┏━━
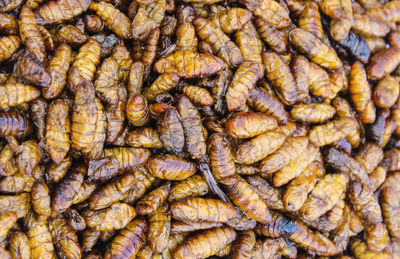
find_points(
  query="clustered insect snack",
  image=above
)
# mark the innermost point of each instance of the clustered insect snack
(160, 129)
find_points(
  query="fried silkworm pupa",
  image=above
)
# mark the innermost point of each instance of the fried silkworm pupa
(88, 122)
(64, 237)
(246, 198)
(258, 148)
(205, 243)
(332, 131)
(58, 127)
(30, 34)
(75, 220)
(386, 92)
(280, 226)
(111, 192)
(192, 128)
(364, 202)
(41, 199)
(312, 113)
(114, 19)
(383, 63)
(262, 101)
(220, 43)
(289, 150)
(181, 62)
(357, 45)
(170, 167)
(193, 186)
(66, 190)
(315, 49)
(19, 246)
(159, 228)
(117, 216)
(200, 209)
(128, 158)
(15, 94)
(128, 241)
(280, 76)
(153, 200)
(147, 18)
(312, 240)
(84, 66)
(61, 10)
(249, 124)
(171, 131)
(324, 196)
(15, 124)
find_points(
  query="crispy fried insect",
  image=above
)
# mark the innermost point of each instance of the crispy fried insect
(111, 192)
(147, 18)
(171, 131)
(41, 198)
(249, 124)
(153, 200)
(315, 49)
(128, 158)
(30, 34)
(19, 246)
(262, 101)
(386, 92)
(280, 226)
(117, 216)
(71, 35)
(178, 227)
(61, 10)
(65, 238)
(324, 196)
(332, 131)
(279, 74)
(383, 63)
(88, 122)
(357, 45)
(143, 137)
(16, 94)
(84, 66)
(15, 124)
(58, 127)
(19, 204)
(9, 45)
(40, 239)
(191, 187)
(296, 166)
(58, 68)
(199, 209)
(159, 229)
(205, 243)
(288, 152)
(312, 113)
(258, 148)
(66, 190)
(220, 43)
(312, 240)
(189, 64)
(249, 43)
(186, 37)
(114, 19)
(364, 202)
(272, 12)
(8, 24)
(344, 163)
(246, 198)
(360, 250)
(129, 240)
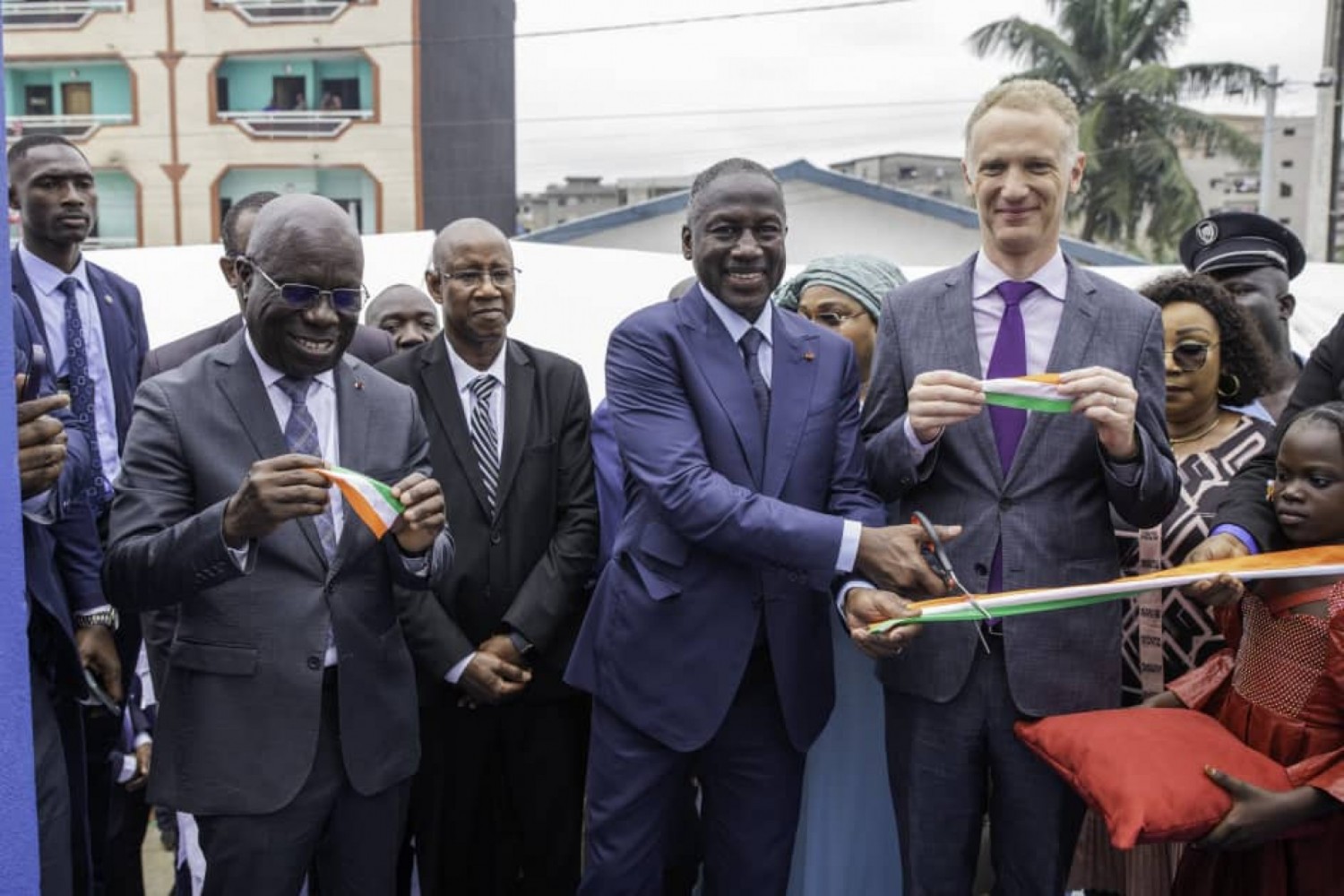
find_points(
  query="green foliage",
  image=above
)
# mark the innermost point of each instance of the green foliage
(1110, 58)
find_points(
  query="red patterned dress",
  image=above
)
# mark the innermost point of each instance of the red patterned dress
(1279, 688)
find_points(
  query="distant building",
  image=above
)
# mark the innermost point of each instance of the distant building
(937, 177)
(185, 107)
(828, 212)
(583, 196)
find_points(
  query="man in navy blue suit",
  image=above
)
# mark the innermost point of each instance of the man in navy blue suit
┗━━
Task:
Determine how many lines of this listing contain "query", and give only the number.

Solution:
7